Data lines:
* * * * * * *
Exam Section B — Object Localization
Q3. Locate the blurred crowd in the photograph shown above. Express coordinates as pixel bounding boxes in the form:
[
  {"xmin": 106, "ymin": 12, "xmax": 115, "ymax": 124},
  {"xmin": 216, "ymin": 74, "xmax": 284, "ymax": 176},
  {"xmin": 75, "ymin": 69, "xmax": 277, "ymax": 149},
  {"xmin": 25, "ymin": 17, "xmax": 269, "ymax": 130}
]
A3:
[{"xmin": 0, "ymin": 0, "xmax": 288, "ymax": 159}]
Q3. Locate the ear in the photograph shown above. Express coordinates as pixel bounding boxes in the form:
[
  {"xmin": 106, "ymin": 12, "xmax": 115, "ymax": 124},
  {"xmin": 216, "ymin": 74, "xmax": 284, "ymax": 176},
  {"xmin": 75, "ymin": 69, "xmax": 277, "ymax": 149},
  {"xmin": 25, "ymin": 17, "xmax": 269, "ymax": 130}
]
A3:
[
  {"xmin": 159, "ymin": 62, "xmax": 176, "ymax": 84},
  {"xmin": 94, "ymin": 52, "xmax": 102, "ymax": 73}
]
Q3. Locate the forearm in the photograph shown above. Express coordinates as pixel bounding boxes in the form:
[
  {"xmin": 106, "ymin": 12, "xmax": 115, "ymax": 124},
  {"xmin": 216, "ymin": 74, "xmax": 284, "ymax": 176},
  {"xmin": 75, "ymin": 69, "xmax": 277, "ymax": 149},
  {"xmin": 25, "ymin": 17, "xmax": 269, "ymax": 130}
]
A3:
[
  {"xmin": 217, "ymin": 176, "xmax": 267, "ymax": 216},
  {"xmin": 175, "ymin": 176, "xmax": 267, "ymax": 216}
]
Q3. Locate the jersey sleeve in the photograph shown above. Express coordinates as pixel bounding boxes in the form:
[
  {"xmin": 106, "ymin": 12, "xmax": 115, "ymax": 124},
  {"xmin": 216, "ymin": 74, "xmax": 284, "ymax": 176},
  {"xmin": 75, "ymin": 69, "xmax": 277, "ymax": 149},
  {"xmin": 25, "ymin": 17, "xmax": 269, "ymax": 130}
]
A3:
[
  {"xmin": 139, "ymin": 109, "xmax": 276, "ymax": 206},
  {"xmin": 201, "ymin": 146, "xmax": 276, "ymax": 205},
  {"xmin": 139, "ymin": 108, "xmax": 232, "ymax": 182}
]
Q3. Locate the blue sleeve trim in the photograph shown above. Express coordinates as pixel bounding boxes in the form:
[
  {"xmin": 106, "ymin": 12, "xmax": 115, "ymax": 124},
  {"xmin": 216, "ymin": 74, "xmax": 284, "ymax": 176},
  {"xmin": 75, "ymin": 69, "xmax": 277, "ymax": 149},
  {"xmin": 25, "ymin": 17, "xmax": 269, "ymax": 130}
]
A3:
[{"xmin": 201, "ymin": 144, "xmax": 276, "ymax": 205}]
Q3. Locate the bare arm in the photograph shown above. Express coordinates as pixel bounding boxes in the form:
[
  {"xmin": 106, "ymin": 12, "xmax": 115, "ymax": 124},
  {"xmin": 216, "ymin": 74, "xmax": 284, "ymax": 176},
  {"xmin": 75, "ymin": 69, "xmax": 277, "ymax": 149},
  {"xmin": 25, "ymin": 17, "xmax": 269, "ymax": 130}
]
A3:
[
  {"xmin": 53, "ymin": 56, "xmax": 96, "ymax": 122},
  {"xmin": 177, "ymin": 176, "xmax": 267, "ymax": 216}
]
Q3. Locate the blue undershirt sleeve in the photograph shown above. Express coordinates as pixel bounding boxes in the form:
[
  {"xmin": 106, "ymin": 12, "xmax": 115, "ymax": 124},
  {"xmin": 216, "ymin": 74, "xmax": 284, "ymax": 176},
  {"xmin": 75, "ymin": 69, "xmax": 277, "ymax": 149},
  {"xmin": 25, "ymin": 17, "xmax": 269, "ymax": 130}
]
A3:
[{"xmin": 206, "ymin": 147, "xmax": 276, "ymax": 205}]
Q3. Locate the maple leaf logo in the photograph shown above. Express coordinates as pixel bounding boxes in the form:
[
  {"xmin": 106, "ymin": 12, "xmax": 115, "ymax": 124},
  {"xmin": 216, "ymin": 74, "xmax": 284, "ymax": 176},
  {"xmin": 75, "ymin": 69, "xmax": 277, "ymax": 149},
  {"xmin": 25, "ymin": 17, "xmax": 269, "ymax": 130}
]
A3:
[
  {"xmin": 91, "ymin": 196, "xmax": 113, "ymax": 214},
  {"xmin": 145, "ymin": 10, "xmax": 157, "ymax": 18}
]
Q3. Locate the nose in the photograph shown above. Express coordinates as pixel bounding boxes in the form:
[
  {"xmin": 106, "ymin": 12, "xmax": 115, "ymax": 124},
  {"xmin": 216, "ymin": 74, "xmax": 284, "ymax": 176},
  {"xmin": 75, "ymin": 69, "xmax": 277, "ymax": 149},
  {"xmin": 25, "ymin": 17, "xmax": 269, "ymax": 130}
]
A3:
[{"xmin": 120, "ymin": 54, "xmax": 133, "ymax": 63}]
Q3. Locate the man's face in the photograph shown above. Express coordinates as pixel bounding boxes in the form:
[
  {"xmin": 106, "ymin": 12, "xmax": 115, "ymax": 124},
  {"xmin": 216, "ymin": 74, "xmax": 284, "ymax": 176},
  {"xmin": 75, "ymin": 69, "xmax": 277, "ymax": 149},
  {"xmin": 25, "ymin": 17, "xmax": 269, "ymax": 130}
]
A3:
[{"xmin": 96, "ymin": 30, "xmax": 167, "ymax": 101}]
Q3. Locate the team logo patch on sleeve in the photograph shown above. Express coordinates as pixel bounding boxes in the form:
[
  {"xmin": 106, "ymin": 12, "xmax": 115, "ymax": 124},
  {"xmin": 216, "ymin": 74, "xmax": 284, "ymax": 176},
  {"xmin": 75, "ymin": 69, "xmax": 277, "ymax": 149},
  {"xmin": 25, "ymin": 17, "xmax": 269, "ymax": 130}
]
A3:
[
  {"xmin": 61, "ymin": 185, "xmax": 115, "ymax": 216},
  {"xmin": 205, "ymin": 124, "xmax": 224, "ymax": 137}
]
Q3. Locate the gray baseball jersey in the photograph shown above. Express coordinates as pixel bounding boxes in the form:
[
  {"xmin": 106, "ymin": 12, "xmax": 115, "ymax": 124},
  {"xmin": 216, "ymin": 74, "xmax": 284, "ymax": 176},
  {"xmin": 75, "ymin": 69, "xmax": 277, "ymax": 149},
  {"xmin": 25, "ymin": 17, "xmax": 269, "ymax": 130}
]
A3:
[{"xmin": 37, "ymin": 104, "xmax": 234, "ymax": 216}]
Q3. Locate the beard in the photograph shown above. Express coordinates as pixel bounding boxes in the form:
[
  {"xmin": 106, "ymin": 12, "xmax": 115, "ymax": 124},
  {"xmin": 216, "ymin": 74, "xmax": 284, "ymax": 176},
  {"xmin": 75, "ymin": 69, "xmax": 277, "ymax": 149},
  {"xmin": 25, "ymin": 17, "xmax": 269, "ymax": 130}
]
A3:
* * * * * * *
WRITTEN EXERCISE: Please filter the records down to every line that contains the word "jersey", with case counting.

SOLUTION TO THIS PROBLEM:
Q3. Locate the jersey sleeve in the photograph shown above. Express coordinates as pixel bounding boxes in the form:
Q3. Locate the gray baseball jersey in the photograph shown above. Express coordinates as pixel bounding boxes in the form:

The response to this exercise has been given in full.